# [QUOTED PASSAGE]
------------
World Rugby also launched a values-based education programme entitled "Keep Rugby Clean", which was delivered to 1,500 players at World Rugby events.
A further 3,318 players and support staff completed the mandatory e-learning modules.
During 2019, World Rugby intends to use the Rugby World Cup as "a major vehicle for awareness, education and engagement on key anti-doping matters".
Former Ireland captain Jamie Heaslip was appointed as a member of the World Rugby Anti-Doping Advisory Committee, joining former Argentina captain Dr Felipe Contepomi as a player representative.
Contepomi was a member of the World Anti-Doping Agency Athletes' Committee for six years and is a long-serving member of the Anti-Doping Advisory Committee, having previously been a Keep Rugby Clean ambassador in his playing days.
While testing on Rugby World Cup teams is a constant over the four-year tournament cycle, World Rugby will partner with the Japanese Anti-Doping Agency (JADA) to deliver test services at the event and will co-ordinate its targeted testing programme with National Anti-Doping Organisations during the important pre-event period, they claimed.
------------
# [OBJECTIVE A]
According to the anti-doping passage, how many players received the "Keep Rugby Clean" program at World Rugby events?
The anti-doping passage and the records below come from unrelated sources.

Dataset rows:
------------
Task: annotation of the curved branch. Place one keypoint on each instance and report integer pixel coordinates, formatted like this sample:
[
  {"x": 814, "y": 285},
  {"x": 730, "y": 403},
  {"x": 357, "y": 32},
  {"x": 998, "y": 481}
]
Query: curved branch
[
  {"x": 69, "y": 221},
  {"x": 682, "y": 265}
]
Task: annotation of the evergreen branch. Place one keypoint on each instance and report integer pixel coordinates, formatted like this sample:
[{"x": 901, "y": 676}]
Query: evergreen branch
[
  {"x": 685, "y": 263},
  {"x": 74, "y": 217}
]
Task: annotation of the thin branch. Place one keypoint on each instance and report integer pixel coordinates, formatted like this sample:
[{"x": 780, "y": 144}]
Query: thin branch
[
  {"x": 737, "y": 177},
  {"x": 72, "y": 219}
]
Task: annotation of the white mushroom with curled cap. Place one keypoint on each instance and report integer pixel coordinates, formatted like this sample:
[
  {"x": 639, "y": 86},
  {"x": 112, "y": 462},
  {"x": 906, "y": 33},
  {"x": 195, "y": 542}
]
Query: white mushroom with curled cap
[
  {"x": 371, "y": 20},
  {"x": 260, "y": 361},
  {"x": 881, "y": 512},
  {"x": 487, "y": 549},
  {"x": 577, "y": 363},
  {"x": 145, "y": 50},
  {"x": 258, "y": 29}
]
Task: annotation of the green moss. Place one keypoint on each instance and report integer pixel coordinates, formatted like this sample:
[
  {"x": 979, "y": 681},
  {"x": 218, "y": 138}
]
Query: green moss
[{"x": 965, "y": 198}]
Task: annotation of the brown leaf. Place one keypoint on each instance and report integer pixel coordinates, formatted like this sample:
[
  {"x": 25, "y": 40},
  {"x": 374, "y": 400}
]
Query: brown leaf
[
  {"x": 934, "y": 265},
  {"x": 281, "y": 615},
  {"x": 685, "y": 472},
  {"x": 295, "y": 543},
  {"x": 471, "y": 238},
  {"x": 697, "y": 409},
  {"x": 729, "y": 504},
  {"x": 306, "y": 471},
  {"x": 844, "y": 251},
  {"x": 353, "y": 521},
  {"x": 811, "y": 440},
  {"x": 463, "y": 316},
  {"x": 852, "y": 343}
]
------------
# [OBJECTIVE B]
Please collect every line of the records that contains the string "coordinates". Case counts.

# [TASK OUTPUT A]
1,500 players.

# [TASK OUTPUT B]
Task: annotation of the curved branch. Place one keypoint on each instance and report integer pixel coordinates, formatted like this sample:
Task: annotation of the evergreen branch. Place one keypoint on each instance and report integer pixel coordinates, formatted like this sample:
Task: annotation of the thin branch. Place one keypoint on each instance and report integer pixel coordinates, formatted like this sample:
Task: annotation of the white mushroom with curled cap. Place one keypoint on each instance and report integer pixel coordinates, formatted like this sample:
Task: annotation of the green moss. Place one keypoint on each instance and report integer pixel coordinates, formatted like this sample:
Task: annotation of the brown leaf. Place one keypoint on each instance and report integer pixel coordinates, formatted like this sample:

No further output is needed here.